• To do:
1. In the Loess documentation page, which kind of regression does an order of 2 correspond to?
2. Which parameters does the Loess documentation page list in its parameter table?
3. Continue the Loess documentation page from its last line.

Loess

`daspi.statistics.estimation.Loess(source, target, feature, *, fit_at_init=True, **kwds)` ¶

Smooth the data using Locally Estimated Scatterplot Smoothing (LOESS).

LOESS is not necessarily suitable for all regression models due to its non-parametric approach and high computational intensity. Nonetheless, it serves as an effective method for modeling the relationship between two variables that do not adhere to a predefined distribution and exhibit a non-linear relationship.

PARAMETER	DESCRIPTION
`source`	Pandas long format DataFrame containing the data source for the plot. TYPE: `pandas DataFrame`
`target`	Column name of the target variable for the plot. TYPE: `str`
`feature`	Column name of the feature variable for the plot, by default '' TYPE: `str`
`fit_at_init`	Whether to fit the model at initialization, by default True TYPE: `bool` DEFAULT: `True`
`**kwds`	Keyword arguments for the `fit` method. Is only taken into account if `fit_at_init` is True. DEFAULT: `{}`

Examples:

import numpy as np
import daspi as dsp
import pandas as pd
import matplotlib.pyplot as plt

x = 5*np.random.random(100)
data = pd.DataFrame(dict(
    x = x,
    y = np.sin(x) * 3*np.exp(-x) + np.random.normal(0, 0.2, 100)))
model = dsp.Loess(data, 'y', 'x')
sequence, prediction, lower, upper = model.fitted_line(0.95)

fig, ax = plt.subplots()
ax.scatter(data.x, data.y)
ax.plot(sequence, prediction)
ax.fill_between(sequence, lower, upper, alpha=0.2)

Sources

[1] James Brennan (2020), Confidence intervals for LOWESS models in python https://james-brennan.github.io

[2] Soul Dobilas (2020), LOWESS Regression in Python: How to Discover Clear Patterns in Your Data?, Towards Data Science

[3] Btyner (2006), Local Regression Wikipedia

`smoothed` `instance-attribute` ¶

Smoothed target data as a pandas Series.

`std_errors` `instance-attribute` ¶

Standard errors of the smoothed target data as a pandas Series.

`fraction` `instance-attribute` ¶

The fraction of data points used in each local regression.

`kernel` `instance-attribute` ¶

The kernel for weights function used in the LOESS smoothing.

`order` `instance-attribute` ¶

The order of local regression:

0: No smoothing (interpolation)
1: Linear regression
2: Quadratic regression
3: Cubic regression

The order determines the degree of the polynomial used in the local regression, affecting the flexibility of the fitted curve. High-degree polynomials would tend to overfit the data in each subset and are numerically unstable, making accurate computations difficult.

`source = source` `instance-attribute` ¶

The data source for the plot

`target = target` `instance-attribute` ¶

The column name of the target variable.

• Dataset records:

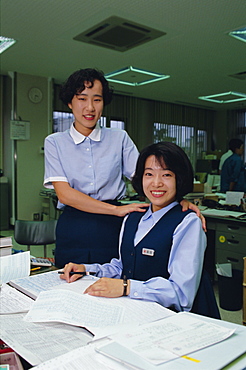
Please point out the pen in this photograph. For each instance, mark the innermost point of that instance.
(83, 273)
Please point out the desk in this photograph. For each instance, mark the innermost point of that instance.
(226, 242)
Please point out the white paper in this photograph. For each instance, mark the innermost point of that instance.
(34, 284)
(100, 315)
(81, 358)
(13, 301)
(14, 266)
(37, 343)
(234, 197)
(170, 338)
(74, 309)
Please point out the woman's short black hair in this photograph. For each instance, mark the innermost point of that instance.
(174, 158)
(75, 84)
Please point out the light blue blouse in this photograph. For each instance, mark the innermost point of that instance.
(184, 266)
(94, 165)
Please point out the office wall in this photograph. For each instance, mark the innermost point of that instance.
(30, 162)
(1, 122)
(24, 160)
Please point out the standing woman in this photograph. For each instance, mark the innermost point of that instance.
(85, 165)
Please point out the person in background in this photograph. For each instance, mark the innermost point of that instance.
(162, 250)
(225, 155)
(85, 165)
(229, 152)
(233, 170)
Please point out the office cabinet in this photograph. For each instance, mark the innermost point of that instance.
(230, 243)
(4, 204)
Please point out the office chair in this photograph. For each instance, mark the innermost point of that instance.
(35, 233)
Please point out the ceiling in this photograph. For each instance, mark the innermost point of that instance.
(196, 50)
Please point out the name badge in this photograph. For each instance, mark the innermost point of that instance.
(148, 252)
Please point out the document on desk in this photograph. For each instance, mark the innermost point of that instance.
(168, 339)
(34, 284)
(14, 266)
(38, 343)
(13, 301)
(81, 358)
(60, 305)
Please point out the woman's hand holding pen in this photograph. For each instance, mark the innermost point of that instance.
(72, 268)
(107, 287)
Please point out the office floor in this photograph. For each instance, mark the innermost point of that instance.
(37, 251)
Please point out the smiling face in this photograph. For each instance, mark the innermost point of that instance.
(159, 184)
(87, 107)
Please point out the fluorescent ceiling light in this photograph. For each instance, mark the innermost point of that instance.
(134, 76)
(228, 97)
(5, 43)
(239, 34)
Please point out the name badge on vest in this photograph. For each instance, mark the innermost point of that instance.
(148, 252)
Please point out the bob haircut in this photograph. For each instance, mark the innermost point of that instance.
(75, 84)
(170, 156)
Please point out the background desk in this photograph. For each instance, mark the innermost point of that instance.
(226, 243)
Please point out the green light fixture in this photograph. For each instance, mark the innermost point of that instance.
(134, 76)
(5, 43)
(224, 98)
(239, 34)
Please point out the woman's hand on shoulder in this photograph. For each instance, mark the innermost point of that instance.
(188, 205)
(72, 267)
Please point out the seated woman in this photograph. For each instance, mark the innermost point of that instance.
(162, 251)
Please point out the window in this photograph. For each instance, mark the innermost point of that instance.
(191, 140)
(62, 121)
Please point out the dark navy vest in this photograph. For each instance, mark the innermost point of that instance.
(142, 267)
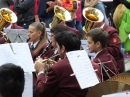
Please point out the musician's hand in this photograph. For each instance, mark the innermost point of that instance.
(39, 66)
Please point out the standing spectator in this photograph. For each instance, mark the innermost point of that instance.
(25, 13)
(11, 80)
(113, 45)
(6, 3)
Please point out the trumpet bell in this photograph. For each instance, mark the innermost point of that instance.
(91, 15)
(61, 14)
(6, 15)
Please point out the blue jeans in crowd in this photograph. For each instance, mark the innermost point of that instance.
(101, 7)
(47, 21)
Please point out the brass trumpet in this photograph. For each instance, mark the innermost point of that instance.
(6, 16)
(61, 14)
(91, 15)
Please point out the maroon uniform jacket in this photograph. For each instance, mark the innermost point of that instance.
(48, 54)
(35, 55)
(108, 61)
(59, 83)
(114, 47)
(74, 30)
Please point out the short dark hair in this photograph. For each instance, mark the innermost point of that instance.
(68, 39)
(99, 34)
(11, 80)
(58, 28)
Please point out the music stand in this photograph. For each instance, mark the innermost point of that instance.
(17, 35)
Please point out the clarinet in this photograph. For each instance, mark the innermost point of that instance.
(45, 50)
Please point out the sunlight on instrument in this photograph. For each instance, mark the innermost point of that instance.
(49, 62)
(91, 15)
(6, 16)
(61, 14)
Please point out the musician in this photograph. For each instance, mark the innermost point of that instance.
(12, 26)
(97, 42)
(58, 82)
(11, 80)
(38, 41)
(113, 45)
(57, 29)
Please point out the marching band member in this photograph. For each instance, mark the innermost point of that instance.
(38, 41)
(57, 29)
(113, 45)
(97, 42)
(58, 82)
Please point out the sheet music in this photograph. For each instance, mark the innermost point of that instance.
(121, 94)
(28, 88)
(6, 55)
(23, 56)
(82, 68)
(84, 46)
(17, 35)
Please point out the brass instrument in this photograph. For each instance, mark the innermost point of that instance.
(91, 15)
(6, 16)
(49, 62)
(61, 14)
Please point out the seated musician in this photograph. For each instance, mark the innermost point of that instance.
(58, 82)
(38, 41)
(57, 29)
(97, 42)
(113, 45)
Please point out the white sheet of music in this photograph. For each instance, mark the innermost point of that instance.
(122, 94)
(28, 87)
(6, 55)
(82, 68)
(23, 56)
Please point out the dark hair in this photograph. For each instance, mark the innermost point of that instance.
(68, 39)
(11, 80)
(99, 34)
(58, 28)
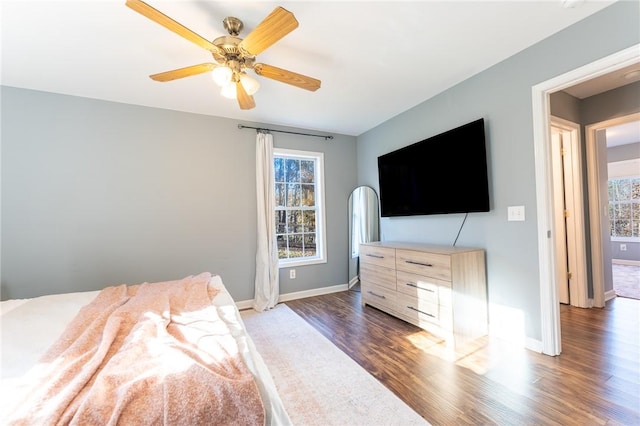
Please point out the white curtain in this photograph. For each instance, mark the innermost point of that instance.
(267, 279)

==

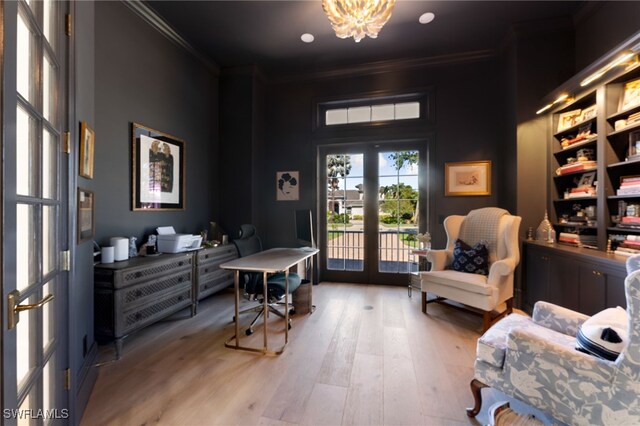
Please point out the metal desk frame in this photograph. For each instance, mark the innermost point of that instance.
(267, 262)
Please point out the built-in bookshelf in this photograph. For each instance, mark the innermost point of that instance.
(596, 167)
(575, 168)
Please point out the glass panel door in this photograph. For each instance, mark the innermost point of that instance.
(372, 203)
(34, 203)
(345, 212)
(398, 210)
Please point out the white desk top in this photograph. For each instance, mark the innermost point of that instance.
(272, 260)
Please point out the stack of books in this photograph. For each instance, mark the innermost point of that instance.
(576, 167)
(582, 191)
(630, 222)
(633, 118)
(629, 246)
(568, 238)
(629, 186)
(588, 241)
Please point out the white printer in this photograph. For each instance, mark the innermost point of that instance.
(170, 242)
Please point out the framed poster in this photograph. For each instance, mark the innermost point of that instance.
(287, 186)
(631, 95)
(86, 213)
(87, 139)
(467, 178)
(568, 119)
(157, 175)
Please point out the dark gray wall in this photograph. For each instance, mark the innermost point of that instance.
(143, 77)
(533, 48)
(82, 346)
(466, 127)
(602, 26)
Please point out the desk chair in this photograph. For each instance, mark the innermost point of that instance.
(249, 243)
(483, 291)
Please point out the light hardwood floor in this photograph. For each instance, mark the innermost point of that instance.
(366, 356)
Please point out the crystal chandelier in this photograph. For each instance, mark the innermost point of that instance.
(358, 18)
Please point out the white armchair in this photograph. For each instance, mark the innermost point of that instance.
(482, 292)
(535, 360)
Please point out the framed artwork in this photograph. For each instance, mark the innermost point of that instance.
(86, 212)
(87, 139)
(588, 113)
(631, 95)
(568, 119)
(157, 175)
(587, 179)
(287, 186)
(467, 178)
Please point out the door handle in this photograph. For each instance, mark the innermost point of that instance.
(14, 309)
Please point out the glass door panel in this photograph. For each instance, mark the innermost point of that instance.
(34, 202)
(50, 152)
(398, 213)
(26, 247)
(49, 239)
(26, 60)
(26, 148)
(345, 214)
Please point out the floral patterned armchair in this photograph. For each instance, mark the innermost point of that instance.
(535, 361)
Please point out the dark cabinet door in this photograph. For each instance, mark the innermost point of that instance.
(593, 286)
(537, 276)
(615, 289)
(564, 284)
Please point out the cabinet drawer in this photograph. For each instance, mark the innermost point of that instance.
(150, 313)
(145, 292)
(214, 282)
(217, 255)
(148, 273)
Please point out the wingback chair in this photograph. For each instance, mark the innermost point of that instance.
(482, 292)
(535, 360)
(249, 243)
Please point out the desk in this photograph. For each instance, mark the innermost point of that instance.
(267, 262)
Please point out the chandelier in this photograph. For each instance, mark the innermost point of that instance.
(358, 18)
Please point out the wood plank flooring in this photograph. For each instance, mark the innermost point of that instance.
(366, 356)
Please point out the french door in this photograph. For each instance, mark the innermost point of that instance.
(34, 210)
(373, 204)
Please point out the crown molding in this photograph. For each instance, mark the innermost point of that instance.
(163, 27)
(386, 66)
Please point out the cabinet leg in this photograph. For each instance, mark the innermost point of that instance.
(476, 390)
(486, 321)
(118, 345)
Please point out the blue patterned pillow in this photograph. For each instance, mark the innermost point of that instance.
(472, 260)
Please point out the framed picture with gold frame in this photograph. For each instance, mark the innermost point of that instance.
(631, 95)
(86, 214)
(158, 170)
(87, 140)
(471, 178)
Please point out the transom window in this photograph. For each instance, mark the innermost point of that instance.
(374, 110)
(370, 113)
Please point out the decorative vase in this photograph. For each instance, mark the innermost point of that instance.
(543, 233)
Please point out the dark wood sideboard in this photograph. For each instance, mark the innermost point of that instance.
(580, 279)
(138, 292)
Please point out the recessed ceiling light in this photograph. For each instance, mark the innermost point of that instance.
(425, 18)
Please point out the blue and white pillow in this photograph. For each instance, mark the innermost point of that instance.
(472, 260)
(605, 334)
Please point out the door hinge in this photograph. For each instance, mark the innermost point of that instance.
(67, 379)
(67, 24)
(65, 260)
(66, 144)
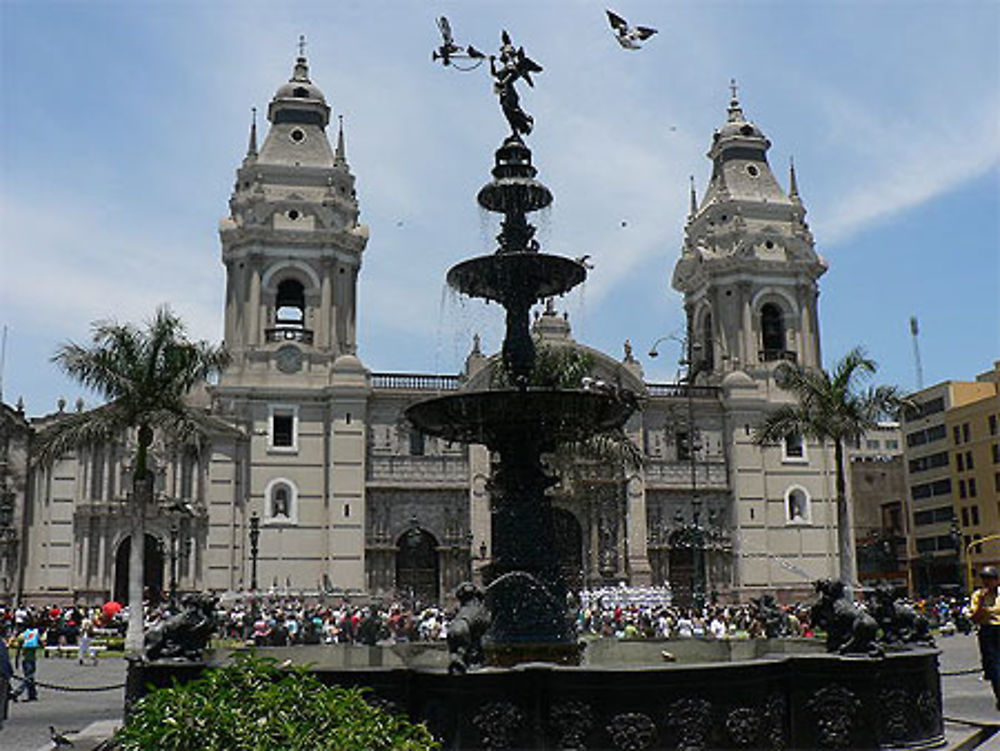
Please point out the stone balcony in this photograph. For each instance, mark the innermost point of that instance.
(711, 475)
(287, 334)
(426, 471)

• Outputs for the tasks:
1. Quadratic regression.

2. source, target, feature, fit_at_init, **kwds

3.
`feature = feature` `instance-attribute` ¶

The column name of the feature variable.

`x` `property` ¶

The feature variable as exogenous variable (read-only).

`y` `property` ¶

The target variable as endogenous variable (read-only).

`fitted` `property` ¶

True if the data has been fitted (read-only).

`n_samples` `property` ¶

Amount of samples in source after removing missing values (read-only).

`residuals` `property` ¶

Residuals as difference between target and lowess (read-only).

`dof_resid` `property` ¶

Degree of freedom of residuals (read-only).

`available_kernels` `property` ¶

Available kernels for smoothing (read-only).

`bandwidth(fraction)` ¶

Get the bandwidth parameter that determines the locality of the smoothing. It controls how far from the target point the weights will be considered. A larger bandwidth results in smoother fits, while a smaller bandwidth allows for more local variation to be captured in the fitted curve.

`fit(fraction=0.6, order=3, kernel='tricube')` ¶

Fits the model using the statsmodels.nonparametric.lowess method.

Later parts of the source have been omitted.